### Exercise
Please return all of the rows below word for word, with the pictures left out.

### Data for this task

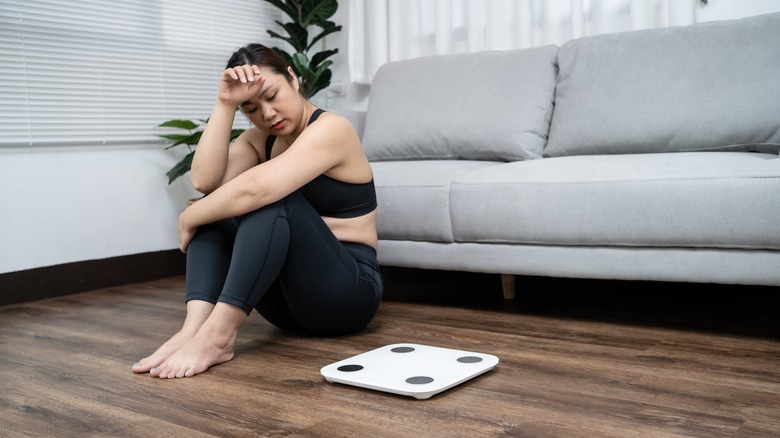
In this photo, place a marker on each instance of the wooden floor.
(578, 359)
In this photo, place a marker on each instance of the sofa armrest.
(356, 117)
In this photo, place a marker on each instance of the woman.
(288, 226)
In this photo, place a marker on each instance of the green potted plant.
(190, 138)
(313, 71)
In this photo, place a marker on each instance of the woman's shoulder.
(335, 121)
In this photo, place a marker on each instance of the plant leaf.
(191, 139)
(180, 168)
(322, 35)
(181, 124)
(321, 11)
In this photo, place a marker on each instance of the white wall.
(61, 205)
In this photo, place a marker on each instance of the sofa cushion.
(711, 86)
(413, 197)
(492, 105)
(705, 199)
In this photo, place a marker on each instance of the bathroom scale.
(419, 371)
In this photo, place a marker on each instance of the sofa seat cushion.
(710, 86)
(491, 105)
(694, 199)
(413, 197)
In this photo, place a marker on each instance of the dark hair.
(260, 55)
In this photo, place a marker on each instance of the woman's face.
(278, 107)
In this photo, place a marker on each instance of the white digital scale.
(414, 370)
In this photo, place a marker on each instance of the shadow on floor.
(734, 309)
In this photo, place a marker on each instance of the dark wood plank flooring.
(578, 358)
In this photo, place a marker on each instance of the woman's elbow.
(202, 185)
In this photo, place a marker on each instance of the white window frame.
(107, 72)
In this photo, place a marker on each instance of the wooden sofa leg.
(508, 286)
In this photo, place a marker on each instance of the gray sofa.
(645, 155)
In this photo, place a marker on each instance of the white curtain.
(381, 31)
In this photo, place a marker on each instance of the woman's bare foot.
(164, 352)
(197, 313)
(212, 345)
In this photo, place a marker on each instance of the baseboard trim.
(70, 278)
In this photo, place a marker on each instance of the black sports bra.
(331, 197)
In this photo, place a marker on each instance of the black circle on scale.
(419, 380)
(350, 368)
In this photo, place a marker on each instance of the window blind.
(104, 72)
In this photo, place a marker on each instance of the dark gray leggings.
(284, 261)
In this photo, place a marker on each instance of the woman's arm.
(323, 146)
(215, 161)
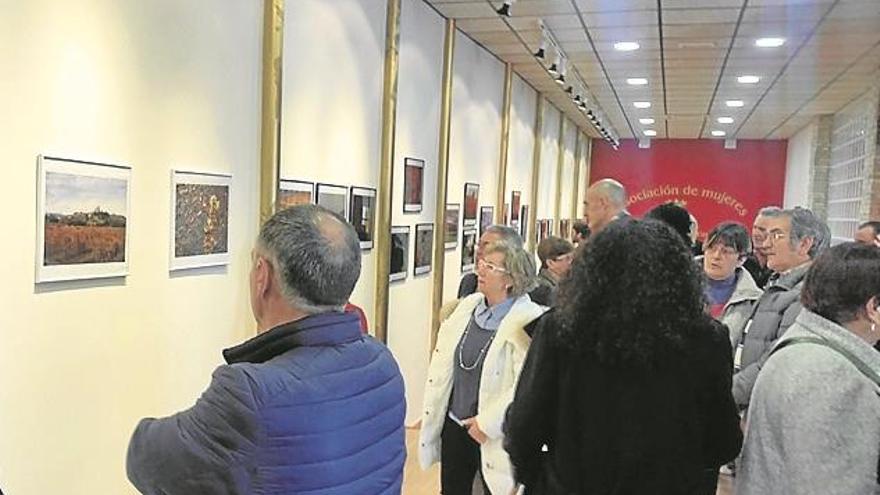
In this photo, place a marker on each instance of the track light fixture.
(504, 10)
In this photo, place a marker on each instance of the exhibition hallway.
(427, 482)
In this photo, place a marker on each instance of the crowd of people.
(632, 360)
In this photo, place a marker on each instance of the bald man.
(605, 202)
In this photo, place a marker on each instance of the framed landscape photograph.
(294, 192)
(199, 219)
(413, 181)
(82, 219)
(486, 213)
(399, 253)
(471, 202)
(334, 198)
(363, 214)
(424, 252)
(450, 226)
(468, 250)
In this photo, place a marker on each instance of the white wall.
(798, 166)
(332, 101)
(475, 136)
(153, 85)
(418, 128)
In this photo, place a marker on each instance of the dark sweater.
(622, 431)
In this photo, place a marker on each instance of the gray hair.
(613, 190)
(519, 264)
(804, 223)
(316, 256)
(507, 234)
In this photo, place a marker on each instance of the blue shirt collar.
(490, 318)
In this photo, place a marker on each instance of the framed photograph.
(514, 206)
(199, 219)
(82, 219)
(363, 214)
(424, 252)
(468, 250)
(333, 197)
(471, 201)
(413, 181)
(486, 214)
(294, 192)
(399, 253)
(450, 226)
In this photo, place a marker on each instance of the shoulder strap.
(852, 358)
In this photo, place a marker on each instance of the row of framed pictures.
(83, 219)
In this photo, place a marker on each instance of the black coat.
(622, 431)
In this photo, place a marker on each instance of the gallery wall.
(152, 85)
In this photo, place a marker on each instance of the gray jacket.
(774, 312)
(739, 307)
(814, 420)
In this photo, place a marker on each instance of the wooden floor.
(418, 482)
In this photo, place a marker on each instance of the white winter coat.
(503, 362)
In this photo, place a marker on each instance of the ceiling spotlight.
(769, 42)
(626, 46)
(505, 8)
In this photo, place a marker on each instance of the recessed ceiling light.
(769, 42)
(626, 46)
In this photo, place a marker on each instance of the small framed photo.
(333, 197)
(82, 219)
(362, 214)
(413, 183)
(471, 201)
(450, 226)
(199, 219)
(424, 248)
(468, 250)
(486, 214)
(399, 253)
(294, 192)
(514, 206)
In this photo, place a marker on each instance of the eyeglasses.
(492, 267)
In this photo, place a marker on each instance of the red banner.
(713, 183)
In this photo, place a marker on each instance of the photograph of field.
(84, 219)
(201, 220)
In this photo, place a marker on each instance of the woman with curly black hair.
(627, 384)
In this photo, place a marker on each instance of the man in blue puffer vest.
(309, 405)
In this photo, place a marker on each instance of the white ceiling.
(691, 53)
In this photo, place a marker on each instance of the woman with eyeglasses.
(473, 373)
(626, 388)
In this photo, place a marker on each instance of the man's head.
(556, 254)
(494, 233)
(604, 200)
(793, 238)
(868, 233)
(307, 260)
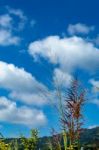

### Task answer
In this photo, place a marker on each instance of the wooden floor.
(578, 359)
In this photo, place a marker on each instance of the sofa armrest.
(356, 117)
In this photo, place a marker on each instance of the woman.
(288, 226)
In this photo, place a marker on each instance of the green potted plant.
(190, 138)
(313, 71)
In this photo, place a marker on each instance of the woman's shoulder.
(335, 121)
In this photo, place a marker on each instance of the plant leaf.
(191, 139)
(180, 168)
(322, 35)
(181, 124)
(321, 11)
In this photo, place a marker on each instance of the white wall.
(61, 205)
In this photo, place a marker on each instance of the sofa cushion.
(711, 86)
(413, 197)
(492, 105)
(705, 199)
In this photo, place a marker on each instance of the bathroom scale.
(419, 371)
In this photo, place a marker on each instance of the sofa seat cushion.
(710, 86)
(491, 105)
(694, 199)
(413, 197)
In this photo, place a marker on each instance of the dark hair.
(260, 55)
In this photo, place a marker on each instance of the woman's face.
(278, 107)
In this photo, place a marker on each instance of the white digital scale.
(414, 370)
In this photo, place a marker on each instance of the shadow on floor.
(734, 309)
In this photo, place a marker on each instance of the dark wood plank flooring.
(578, 358)
In this photo, place a marker on each instance of the woman's elbow.
(202, 185)
In this photo, place a marker on each instance of the white window frame.
(107, 72)
In this photo, place a marker on each instance of the wooden sofa leg.
(508, 286)
In this photo, place a marker on each instance of the gray sofa.
(645, 155)
In this photo, place a marker on each instance of the white curtain.
(381, 31)
In this photo, place a marker on each instance of the woman's bare foot.
(164, 352)
(197, 313)
(212, 345)
In this photo, place a marker on each instance of the baseboard trim.
(70, 278)
In this photo, place a marker on each instance of the black sports bra.
(331, 197)
In this photo, place a marker on each instance of the black circle on scale.
(419, 380)
(350, 368)
In this photo, place a marker on each instance of the window blind.
(104, 72)
In this photo, place a marker on each instance of the dark gray leggings.
(284, 261)
In this photo, place a marker on each instance of the woman's arm.
(323, 146)
(215, 161)
In this photo, place a marker on each instance of the track light fixture.
(504, 10)
In this photo, place a marker on each instance of the exhibition hallway.
(427, 482)
In this photo, place a marker on each instance of the crowd of people.
(632, 360)
In this photo, place a marker on each instance of the bald man.
(605, 202)
In this photo, place a marker on each instance of the framed landscape photograph.
(294, 192)
(199, 219)
(413, 181)
(82, 219)
(486, 213)
(399, 253)
(471, 202)
(334, 198)
(363, 214)
(424, 252)
(450, 226)
(468, 250)
In this photo, place a marker on each instance of the white wall.
(798, 166)
(332, 101)
(475, 136)
(153, 85)
(418, 128)
In this photo, place a marker on each instance of the dark sweater.
(622, 431)
In this photo, place a marker on each instance of the gray hair.
(613, 190)
(519, 264)
(804, 223)
(316, 256)
(507, 234)
In this photo, place a marker on each instance of the blue shirt collar.
(490, 318)
In this photo, place a marker on each instance of the framed photograph.
(514, 206)
(199, 219)
(82, 219)
(363, 214)
(424, 252)
(468, 250)
(333, 197)
(471, 201)
(413, 181)
(486, 214)
(294, 192)
(399, 253)
(450, 226)
In this photo, place a marker on each instance of the shoulder strap.
(852, 358)
In this photo, place a marker on each instance of the row of framed pictures.
(83, 219)
In this photo, place a marker on each instance of the black coat.
(622, 431)
In this photo, place a marker on each instance of the gallery wall.
(152, 85)
In this photo, place a marker on each instance of the gray jacket.
(774, 312)
(739, 307)
(814, 420)
In this photo, place a marker on each instance of the wooden floor.
(418, 482)
In this photo, place a marker on each instance of the white winter coat.
(503, 362)
In this photo, place a marker on each instance of the ceiling spotlight.
(769, 42)
(626, 46)
(505, 8)
In this photo, place a marker on each instance of the recessed ceiling light.
(769, 42)
(626, 46)
In this photo, place a marker on each instance of the small framed photo.
(333, 197)
(82, 219)
(362, 214)
(413, 183)
(471, 201)
(450, 226)
(199, 219)
(424, 248)
(468, 250)
(486, 214)
(399, 253)
(294, 192)
(514, 206)
In this photo, place a marker on each instance of the eyeglasses.
(492, 267)
In this photo, place a marker on each instance of the red banner.
(713, 183)
In this photo, place a marker on each instance of the photograph of field.
(84, 219)
(201, 220)
In this photo, place a marker on each instance of the woman with curly black hair.
(627, 384)
In this photo, place a marker on each instance of the man in blue puffer vest.
(309, 405)
In this photo, place a marker on each instance of the white ceiling.
(691, 53)
In this photo, place a marker on each instance of the woman with eyeglasses.
(473, 373)
(626, 388)
In this photo, place a marker on each instance of the man's head.
(556, 254)
(494, 233)
(604, 200)
(793, 238)
(868, 233)
(307, 260)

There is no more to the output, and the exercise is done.